PROBLEM: From the line that includes "Identify every instance of the overcast" to the last line of the data, quote each line precisely; both boundary lines belong in the answer.

========

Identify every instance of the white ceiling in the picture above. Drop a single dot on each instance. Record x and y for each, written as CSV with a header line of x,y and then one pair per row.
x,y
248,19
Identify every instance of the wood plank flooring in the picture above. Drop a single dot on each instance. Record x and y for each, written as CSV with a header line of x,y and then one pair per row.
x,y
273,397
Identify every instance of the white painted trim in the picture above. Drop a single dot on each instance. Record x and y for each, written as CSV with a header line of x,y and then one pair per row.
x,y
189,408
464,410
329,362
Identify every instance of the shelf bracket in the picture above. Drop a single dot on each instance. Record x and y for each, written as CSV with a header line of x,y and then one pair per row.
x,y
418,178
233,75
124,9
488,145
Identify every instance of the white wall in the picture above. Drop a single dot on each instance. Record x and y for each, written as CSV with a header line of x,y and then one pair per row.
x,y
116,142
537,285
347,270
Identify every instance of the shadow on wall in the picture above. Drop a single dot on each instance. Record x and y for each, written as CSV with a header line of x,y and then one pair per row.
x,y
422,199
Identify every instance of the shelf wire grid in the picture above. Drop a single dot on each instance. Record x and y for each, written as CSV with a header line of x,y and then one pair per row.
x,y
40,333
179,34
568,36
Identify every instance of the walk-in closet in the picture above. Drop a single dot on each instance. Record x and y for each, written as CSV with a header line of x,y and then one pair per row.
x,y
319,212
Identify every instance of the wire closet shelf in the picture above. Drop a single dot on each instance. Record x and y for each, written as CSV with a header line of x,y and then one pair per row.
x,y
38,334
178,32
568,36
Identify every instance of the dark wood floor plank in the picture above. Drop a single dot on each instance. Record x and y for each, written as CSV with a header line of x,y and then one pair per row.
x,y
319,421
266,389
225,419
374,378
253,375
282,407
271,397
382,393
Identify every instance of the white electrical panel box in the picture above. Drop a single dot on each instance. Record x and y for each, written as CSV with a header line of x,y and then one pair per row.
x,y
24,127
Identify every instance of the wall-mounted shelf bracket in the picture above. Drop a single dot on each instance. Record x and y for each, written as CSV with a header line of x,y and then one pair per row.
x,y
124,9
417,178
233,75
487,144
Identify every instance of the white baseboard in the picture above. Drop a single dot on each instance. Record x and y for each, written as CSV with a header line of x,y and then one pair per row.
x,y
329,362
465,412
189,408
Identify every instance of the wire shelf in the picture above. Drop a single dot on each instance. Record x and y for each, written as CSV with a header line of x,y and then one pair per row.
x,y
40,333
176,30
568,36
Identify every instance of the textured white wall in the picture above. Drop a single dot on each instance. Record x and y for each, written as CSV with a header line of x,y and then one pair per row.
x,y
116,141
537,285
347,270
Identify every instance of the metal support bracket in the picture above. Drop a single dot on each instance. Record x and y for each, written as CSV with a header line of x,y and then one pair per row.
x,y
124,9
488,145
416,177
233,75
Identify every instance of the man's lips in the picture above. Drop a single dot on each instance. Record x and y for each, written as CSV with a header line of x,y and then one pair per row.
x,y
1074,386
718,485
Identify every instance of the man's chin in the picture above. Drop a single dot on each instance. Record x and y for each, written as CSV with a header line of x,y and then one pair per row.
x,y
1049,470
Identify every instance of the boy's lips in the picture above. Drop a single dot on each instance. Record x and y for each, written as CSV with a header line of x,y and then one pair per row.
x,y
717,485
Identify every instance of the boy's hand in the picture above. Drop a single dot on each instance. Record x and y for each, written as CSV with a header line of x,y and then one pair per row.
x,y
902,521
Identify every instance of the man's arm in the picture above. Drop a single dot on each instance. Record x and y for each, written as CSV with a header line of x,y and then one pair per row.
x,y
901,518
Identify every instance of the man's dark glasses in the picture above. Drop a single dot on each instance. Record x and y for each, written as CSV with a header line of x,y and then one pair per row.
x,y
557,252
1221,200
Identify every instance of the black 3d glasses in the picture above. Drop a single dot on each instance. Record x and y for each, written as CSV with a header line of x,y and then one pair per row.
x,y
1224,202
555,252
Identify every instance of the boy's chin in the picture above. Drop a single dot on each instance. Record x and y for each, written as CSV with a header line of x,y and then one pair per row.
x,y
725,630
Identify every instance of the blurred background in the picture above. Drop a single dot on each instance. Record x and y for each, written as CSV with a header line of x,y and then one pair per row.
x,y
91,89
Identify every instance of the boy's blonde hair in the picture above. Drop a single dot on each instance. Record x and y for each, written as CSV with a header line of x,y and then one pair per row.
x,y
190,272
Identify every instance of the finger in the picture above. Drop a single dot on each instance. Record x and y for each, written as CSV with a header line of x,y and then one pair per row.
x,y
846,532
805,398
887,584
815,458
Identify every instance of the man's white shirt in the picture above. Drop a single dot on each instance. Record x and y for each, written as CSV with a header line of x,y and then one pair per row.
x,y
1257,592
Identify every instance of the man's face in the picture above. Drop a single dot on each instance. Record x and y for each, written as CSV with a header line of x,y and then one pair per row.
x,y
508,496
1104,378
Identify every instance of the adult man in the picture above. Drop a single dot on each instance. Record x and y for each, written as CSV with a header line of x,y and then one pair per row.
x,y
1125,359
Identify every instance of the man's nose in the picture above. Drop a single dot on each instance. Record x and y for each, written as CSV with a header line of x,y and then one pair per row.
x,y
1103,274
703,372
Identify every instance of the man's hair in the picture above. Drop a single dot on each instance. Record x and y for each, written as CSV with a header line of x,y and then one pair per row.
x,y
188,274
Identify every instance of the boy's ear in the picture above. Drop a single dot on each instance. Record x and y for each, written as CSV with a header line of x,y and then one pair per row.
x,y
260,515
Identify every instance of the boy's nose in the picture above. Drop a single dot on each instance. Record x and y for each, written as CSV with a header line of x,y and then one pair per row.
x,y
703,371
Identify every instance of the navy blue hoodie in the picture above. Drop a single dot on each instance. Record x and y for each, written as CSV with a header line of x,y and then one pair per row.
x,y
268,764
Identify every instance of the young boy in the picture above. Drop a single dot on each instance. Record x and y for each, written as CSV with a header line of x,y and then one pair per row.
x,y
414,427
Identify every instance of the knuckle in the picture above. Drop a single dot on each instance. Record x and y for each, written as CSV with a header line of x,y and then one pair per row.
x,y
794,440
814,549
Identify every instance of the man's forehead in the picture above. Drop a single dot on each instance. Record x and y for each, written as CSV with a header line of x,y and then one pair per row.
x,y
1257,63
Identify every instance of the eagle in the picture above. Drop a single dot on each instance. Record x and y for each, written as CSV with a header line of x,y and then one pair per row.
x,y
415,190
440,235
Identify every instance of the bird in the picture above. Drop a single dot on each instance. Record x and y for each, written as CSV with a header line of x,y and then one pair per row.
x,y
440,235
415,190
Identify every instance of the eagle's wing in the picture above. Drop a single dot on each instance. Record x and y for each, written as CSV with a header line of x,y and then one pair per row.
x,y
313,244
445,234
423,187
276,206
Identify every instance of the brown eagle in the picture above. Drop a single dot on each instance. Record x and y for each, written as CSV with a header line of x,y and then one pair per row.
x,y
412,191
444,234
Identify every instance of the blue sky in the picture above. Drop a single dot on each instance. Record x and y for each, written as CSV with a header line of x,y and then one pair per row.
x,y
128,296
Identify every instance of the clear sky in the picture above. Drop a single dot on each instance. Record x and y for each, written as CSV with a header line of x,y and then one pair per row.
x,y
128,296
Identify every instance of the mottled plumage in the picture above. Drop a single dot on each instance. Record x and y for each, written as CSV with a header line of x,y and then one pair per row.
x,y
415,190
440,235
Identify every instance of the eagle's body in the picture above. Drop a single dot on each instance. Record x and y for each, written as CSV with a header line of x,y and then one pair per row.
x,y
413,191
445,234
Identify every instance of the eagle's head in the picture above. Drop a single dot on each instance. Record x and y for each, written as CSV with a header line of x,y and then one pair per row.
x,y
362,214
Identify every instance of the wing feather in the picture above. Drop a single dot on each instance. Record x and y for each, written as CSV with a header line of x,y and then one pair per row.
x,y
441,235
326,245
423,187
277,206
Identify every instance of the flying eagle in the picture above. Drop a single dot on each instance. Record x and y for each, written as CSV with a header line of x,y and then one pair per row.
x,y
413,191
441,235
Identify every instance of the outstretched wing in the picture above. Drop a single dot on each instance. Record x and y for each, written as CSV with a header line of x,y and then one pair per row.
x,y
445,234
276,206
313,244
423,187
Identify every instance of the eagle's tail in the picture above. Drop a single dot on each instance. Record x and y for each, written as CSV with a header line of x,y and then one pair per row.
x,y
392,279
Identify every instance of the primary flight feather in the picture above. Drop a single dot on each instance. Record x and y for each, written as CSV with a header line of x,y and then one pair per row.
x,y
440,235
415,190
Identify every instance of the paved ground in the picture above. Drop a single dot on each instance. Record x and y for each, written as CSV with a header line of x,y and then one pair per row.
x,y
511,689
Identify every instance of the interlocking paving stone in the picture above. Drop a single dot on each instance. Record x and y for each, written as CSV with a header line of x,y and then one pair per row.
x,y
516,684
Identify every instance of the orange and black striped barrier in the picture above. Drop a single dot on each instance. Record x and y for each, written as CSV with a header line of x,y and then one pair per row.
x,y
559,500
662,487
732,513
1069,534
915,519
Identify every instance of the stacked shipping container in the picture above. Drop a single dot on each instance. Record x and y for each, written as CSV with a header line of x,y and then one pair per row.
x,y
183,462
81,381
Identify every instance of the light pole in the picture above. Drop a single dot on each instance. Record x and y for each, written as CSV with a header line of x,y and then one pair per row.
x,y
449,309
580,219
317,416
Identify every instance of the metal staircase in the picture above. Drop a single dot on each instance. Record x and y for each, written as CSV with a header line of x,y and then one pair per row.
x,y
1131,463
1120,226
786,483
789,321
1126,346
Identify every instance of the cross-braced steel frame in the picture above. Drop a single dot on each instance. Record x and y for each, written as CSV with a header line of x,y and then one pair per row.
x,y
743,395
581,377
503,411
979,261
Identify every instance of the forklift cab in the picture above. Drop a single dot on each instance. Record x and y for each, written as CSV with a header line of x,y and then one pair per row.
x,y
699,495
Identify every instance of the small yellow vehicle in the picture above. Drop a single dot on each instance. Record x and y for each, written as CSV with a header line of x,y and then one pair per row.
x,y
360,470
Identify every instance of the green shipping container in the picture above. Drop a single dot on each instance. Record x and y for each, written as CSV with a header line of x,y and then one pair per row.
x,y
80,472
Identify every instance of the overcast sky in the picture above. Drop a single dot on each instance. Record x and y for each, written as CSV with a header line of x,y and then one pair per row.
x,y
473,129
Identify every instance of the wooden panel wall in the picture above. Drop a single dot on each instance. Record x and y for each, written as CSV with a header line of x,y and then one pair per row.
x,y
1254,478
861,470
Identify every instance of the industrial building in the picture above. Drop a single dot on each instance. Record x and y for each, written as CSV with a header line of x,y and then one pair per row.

========

SOLUTION TO THIS PROBLEM:
Identify every instance of the overcast sky in the picture above. Drop a single dot on each instance. Record x and y for each, written as CSV with a header line of x,y and then one pair per row.
x,y
473,129
Identify every instance of the wooden panel wall in the picture above. Drop a single dot on each instance. Record x and y for each, written as CSV with a header line of x,y and then one pair per row.
x,y
1254,478
861,470
Identify every instance of the industrial building in the picture above. Drop a single dot on each instance. Record x and y for each, written as CSV with a header line of x,y and then one pair per row.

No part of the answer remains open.